Exercise requirements >> Count the lines below that contain the word "ground" and give only that number.
-------- Material --------
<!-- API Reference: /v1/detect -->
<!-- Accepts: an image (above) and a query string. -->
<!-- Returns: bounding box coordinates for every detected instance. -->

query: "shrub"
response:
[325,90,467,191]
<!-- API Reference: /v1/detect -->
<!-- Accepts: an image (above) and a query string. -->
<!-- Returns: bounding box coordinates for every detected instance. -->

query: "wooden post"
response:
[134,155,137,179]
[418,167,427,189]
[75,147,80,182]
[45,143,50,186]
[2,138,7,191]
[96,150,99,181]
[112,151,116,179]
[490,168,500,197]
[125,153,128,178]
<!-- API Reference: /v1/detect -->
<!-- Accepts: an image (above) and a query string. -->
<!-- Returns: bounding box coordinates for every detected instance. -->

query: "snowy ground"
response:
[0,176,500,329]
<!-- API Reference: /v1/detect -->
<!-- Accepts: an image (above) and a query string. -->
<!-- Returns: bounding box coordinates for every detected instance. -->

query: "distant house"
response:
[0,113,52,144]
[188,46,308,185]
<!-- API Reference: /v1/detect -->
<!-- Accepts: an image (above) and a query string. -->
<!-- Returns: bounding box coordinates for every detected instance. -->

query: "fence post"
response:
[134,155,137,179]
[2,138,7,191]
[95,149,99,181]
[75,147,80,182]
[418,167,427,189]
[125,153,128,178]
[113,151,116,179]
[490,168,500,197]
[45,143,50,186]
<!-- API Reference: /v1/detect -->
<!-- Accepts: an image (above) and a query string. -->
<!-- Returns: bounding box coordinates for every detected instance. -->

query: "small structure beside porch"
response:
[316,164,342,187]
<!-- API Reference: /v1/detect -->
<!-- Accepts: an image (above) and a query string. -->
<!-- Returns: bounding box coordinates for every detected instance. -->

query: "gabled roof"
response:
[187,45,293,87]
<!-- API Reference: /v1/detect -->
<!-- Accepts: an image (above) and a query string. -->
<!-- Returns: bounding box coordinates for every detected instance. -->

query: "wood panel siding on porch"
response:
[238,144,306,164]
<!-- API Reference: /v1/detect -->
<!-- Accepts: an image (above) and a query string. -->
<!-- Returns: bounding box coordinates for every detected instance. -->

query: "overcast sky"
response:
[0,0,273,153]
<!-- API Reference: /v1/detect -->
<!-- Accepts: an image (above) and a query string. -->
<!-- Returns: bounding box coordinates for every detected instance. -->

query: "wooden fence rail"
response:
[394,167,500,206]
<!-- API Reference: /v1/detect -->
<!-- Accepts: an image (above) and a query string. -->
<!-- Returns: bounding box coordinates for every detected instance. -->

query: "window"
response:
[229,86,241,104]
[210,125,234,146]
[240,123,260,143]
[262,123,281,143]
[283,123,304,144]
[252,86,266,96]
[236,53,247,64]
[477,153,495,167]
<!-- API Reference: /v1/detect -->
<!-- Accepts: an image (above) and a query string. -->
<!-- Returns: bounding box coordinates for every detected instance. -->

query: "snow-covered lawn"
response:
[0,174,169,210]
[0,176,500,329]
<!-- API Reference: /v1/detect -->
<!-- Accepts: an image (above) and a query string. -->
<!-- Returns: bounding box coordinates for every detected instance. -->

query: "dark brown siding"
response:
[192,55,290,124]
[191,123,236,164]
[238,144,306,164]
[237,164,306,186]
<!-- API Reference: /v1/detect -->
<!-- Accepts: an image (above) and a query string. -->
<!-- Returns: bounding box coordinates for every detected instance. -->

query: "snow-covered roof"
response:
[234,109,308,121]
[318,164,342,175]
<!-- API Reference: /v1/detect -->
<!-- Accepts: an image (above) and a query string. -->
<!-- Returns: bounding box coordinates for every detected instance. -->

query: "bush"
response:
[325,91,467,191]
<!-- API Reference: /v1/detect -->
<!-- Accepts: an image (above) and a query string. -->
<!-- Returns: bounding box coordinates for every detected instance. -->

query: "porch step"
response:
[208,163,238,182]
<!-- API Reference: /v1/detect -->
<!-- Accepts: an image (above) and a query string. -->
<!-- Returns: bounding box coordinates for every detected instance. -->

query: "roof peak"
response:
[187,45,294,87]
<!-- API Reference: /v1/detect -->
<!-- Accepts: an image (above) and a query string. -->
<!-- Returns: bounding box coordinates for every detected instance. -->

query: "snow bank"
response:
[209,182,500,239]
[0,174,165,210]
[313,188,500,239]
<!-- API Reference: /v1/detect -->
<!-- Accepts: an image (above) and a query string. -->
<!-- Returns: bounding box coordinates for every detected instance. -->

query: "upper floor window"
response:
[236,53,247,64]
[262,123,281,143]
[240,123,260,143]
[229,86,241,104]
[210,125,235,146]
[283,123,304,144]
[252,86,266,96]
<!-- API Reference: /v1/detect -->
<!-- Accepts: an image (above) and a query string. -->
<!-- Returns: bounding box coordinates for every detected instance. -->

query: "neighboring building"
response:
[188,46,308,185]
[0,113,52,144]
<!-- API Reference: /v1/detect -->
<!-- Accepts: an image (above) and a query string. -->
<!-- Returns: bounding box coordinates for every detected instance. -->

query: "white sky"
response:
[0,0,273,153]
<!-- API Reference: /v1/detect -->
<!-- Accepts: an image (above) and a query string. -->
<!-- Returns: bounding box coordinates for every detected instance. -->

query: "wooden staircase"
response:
--------
-------- Material --------
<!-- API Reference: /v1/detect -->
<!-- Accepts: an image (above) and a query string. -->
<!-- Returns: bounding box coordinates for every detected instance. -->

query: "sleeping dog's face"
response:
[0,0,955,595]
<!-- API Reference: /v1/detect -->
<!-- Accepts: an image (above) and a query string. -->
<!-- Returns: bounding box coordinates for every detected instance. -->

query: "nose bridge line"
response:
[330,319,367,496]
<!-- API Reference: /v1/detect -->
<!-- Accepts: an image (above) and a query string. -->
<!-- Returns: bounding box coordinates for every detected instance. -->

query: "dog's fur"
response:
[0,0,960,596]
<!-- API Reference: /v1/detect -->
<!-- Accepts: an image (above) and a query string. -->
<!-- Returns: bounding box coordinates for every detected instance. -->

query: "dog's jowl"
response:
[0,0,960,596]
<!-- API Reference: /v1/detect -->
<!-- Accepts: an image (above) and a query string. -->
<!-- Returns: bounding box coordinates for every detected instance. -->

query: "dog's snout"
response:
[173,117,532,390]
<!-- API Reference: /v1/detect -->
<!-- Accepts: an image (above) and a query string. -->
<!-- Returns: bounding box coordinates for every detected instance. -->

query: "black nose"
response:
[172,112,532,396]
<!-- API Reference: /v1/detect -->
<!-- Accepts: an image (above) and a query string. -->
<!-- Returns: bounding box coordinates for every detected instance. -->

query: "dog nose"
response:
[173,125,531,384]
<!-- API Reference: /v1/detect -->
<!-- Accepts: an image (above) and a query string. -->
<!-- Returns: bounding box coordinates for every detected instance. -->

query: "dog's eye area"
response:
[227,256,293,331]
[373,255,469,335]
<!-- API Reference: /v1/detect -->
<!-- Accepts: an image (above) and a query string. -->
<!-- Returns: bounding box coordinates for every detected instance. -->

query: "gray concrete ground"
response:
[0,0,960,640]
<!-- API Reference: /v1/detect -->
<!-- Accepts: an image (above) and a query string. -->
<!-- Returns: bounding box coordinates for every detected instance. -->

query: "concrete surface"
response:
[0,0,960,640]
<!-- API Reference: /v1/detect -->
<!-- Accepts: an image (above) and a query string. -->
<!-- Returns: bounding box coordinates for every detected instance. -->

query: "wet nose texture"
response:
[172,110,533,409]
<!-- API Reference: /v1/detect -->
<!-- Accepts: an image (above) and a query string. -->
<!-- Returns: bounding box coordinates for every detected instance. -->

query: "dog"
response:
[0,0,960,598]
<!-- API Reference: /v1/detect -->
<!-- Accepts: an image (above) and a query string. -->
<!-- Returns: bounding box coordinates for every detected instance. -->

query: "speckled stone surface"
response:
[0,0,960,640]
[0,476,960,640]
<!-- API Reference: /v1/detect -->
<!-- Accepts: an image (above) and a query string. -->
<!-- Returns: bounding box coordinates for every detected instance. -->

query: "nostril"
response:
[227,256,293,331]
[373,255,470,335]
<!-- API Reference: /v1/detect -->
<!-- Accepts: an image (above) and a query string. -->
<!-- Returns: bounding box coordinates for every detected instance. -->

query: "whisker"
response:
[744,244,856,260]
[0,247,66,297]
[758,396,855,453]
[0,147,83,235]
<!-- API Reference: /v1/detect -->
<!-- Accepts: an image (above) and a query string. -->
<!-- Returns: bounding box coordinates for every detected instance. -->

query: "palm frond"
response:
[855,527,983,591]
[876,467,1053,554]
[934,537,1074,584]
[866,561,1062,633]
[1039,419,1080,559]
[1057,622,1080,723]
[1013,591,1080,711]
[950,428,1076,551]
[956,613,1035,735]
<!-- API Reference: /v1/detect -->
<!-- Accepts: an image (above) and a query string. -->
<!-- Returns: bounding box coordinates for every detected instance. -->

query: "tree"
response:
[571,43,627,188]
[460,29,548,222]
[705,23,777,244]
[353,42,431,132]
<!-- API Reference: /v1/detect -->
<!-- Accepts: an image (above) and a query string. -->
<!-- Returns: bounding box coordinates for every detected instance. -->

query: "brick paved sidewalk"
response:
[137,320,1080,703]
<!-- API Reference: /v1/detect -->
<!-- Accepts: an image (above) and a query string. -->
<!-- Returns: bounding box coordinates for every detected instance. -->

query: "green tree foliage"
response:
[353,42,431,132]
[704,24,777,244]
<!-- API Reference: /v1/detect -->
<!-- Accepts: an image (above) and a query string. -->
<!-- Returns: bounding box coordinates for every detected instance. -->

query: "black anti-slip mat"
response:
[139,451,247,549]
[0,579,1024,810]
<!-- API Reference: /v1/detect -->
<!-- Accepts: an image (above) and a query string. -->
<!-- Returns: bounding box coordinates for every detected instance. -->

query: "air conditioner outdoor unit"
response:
--------
Solution to this problem >> 2